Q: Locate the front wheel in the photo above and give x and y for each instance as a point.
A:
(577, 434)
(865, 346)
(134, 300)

+--

Repeat the entries word for word. Skip none of them.

=== Answer to this problem ===
Q: Locate the front wheel in the photo above and give x and y for each instance as a point.
A:
(577, 434)
(865, 346)
(134, 300)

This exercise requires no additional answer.